**** THE INPUT
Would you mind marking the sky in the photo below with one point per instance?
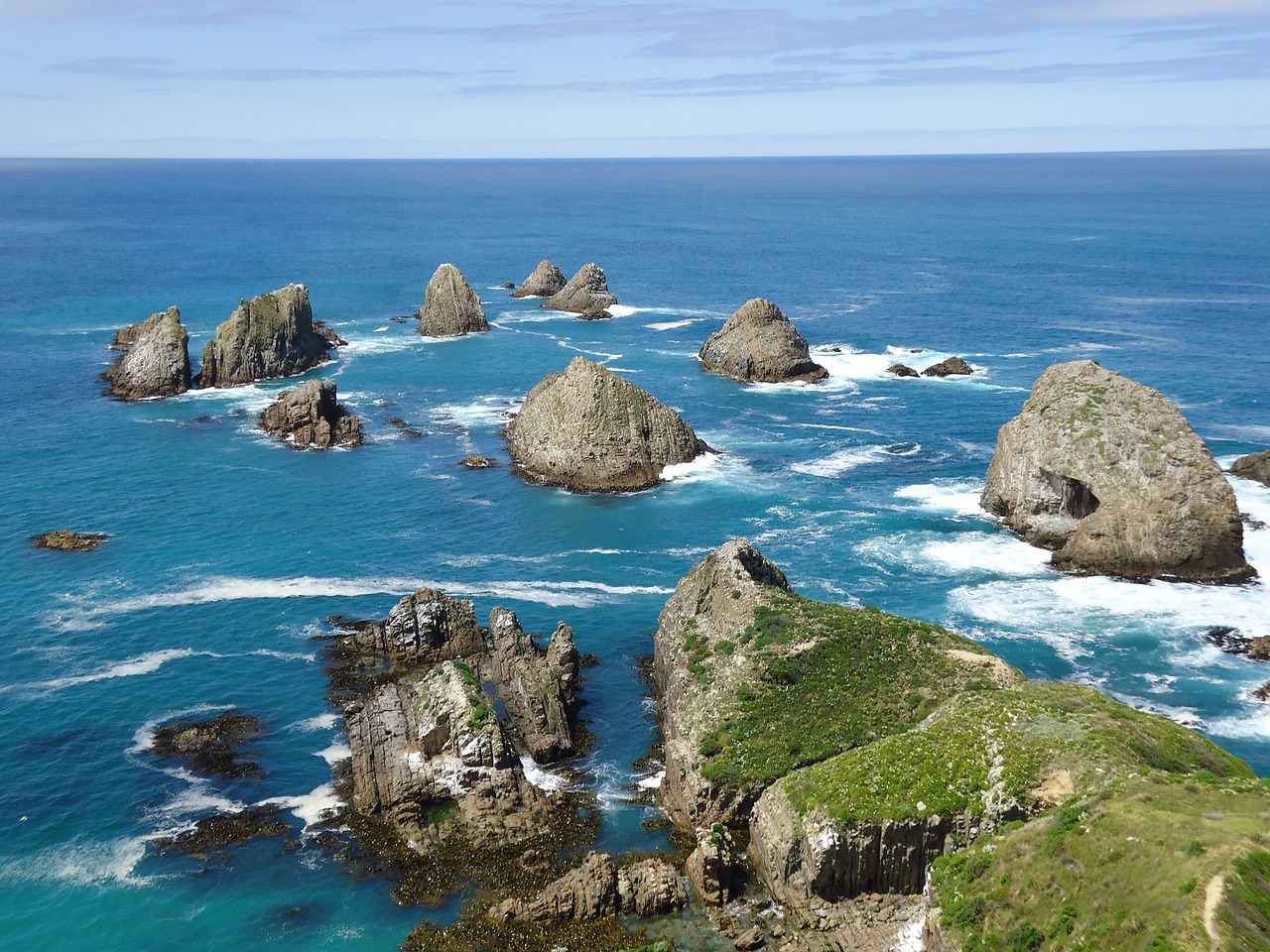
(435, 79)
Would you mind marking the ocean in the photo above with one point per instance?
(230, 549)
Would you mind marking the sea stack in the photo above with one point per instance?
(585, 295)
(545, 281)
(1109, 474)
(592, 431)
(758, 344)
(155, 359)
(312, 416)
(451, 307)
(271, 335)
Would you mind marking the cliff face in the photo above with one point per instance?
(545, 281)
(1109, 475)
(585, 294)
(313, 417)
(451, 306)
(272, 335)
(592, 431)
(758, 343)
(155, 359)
********
**** THE INPUT
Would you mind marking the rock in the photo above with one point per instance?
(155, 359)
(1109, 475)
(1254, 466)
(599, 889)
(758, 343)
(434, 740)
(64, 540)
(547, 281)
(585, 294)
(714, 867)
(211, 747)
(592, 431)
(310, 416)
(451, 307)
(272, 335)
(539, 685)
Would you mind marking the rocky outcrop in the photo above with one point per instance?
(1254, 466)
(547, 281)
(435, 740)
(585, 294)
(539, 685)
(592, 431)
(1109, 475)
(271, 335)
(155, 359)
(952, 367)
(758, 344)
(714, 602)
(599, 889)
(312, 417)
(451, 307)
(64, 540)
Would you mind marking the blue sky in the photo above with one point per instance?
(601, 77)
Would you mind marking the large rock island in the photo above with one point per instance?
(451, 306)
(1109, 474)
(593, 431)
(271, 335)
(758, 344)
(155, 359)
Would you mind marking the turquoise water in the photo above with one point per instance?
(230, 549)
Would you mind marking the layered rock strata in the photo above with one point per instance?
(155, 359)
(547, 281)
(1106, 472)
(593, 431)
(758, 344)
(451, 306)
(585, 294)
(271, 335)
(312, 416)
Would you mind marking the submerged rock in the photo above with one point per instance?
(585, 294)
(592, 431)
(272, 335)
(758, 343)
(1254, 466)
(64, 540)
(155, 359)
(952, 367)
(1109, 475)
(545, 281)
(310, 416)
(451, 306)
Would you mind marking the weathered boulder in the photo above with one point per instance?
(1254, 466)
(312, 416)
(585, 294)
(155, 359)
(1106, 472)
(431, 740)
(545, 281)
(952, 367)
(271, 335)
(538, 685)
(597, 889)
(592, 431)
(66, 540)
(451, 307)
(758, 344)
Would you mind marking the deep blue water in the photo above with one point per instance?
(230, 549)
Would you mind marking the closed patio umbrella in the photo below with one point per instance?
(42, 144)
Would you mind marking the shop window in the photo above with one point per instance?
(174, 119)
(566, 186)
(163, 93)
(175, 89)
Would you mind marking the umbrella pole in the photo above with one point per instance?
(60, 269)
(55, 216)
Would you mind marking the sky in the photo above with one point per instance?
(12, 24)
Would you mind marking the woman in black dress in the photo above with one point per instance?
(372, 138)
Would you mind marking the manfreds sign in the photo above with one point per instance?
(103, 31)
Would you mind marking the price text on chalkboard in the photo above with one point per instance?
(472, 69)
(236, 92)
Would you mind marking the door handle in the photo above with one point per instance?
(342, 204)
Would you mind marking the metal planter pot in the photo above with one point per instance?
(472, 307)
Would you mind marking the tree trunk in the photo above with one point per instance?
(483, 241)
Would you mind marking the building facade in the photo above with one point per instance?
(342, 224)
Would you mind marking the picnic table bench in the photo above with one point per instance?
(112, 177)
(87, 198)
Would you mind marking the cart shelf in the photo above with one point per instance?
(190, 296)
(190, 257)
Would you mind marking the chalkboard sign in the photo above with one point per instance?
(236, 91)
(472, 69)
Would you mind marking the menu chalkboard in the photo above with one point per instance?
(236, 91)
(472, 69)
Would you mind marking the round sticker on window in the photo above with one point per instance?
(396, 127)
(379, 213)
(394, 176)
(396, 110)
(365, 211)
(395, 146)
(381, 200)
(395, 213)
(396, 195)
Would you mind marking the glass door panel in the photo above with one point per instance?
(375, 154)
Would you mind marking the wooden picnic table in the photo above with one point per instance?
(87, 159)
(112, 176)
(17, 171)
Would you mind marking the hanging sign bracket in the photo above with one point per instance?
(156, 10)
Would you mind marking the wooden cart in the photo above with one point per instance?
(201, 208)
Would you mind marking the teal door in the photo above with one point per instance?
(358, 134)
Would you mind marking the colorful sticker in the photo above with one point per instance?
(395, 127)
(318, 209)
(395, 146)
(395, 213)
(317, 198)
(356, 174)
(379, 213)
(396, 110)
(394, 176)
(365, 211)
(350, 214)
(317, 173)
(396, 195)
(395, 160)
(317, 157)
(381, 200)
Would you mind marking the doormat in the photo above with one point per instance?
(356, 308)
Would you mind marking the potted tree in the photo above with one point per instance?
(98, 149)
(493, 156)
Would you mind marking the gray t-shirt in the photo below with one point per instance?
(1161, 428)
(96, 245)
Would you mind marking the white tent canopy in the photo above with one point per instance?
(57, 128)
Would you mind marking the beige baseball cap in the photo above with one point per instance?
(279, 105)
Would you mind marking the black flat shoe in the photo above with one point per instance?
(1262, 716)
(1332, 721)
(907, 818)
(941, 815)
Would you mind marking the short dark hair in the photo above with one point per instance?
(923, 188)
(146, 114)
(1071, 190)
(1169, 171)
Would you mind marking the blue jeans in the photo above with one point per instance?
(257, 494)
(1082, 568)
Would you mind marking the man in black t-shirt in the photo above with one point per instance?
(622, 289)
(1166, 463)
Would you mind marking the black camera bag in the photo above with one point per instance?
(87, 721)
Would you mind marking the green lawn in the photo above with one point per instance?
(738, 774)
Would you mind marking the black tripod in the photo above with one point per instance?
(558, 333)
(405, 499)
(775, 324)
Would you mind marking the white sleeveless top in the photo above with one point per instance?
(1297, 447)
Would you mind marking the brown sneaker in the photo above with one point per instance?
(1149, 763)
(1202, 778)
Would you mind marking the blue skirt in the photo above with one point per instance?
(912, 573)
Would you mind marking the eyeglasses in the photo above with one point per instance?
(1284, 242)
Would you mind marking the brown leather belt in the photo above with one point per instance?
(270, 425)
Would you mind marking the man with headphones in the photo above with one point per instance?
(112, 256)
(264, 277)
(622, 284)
********
Count the lines in the items above that contain the word "blue". Reply with the number alone.

4